### FRAGMENTO DE PÁGINA
Cultura, Portada

Luperón Antes de la Restauración

Por Teófilo Lappot ROBLES

La parábola vital del prócer Gregorio Luperón fue el resultado de la unión de la laboriosa Nicolasa Luperón (Duperron) y del comerciante Pedro Castellanos, quien
le negó su filiación paterna.

Nació el cálido domingo 8 de septiembre del 1839 en la ciudad de Puerto Plata. Su muerte se produjo el viernes 21 de mayo de 1897, en esa misma ciudad. Vivió, enconsecuencia, 57 años, 8 meses y 13 días. En su niñez y adolescencia era más conocido por el alias de Goyito.

En ese espacio de tiempo (definido como “una encrucijada histórico-social”)
ocurrieron acontecimientos importantes en la individualidad de Luperón y también
hechos extraordinarios en la colectividad dominicana.


A golpes de acciones heroicas se convirtió en uno de los más formidables ejemplos
de superación personal de su época, con proyección hasta la actualidad.

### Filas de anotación
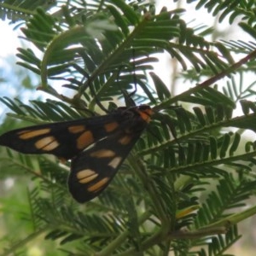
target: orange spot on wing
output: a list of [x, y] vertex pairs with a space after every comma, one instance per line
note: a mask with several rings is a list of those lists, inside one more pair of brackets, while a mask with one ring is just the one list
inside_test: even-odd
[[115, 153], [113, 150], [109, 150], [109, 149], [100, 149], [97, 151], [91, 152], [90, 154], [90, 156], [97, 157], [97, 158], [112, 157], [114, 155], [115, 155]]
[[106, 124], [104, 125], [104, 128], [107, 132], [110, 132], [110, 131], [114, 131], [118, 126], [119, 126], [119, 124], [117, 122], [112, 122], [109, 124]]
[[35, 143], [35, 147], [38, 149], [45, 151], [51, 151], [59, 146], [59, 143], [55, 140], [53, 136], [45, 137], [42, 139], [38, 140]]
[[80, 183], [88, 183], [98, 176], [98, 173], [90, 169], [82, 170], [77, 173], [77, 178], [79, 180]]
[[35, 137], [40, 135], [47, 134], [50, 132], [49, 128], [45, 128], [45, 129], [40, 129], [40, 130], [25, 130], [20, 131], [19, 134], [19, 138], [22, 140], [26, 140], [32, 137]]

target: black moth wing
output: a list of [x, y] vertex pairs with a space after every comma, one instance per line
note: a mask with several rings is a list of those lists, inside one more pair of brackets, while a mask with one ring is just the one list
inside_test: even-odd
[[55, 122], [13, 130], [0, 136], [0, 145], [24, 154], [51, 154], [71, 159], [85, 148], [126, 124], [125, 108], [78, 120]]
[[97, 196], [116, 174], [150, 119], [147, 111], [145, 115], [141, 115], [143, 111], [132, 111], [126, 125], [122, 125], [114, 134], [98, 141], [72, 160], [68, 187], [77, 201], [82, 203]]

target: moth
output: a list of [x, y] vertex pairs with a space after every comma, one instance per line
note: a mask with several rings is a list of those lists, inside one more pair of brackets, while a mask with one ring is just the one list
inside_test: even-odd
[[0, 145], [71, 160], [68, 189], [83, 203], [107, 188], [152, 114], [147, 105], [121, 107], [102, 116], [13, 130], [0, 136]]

--

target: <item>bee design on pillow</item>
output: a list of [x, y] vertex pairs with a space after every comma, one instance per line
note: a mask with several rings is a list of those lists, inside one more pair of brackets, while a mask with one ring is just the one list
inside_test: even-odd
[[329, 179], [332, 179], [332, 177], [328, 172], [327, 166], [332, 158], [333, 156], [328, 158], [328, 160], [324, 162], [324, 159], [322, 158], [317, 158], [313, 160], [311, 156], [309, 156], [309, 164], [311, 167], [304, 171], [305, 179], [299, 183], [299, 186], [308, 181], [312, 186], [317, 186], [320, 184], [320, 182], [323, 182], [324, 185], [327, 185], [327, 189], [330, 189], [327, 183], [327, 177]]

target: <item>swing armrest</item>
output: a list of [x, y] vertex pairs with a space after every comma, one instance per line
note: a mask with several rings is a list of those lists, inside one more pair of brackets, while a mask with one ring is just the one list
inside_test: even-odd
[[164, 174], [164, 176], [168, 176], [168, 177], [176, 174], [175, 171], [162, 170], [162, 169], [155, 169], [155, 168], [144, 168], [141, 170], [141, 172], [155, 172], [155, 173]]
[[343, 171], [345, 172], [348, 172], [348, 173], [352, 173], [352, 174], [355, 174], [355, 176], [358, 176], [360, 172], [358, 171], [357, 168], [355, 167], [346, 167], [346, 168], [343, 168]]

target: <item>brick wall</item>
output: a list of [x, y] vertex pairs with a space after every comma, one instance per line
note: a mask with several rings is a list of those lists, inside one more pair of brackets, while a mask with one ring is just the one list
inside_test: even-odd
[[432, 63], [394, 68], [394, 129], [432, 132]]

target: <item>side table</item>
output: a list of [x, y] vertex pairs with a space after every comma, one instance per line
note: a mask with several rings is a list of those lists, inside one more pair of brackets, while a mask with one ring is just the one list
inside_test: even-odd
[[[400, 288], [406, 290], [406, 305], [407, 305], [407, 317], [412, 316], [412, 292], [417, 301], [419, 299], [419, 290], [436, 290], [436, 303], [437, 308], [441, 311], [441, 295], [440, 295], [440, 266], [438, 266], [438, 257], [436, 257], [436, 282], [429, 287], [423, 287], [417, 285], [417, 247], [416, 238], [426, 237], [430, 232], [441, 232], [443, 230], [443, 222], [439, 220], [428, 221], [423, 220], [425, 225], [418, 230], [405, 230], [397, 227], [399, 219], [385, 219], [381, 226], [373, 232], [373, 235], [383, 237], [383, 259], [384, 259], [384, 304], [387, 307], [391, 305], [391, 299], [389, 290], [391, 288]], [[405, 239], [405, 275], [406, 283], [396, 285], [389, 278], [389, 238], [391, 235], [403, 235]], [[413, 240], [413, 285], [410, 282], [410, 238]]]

### INSTRUCCIONES Y REQUISITOS
Convierte en una lista breve el párrafo del texto sobre Luperón que comienza con «Nació el cálido domingo» y conserva sus datos principales.

### RESPUESTA DEL EJERCICIO
- Nacimiento: domingo 8 de septiembre de 1839, en Puerto Plata.
- Muerte: viernes 21 de mayo de 1897, en la misma ciudad.
- Duración de su vida: 57 años, 8 meses y 13 días.
- Apodo en la niñez y la adolescencia: Goyito.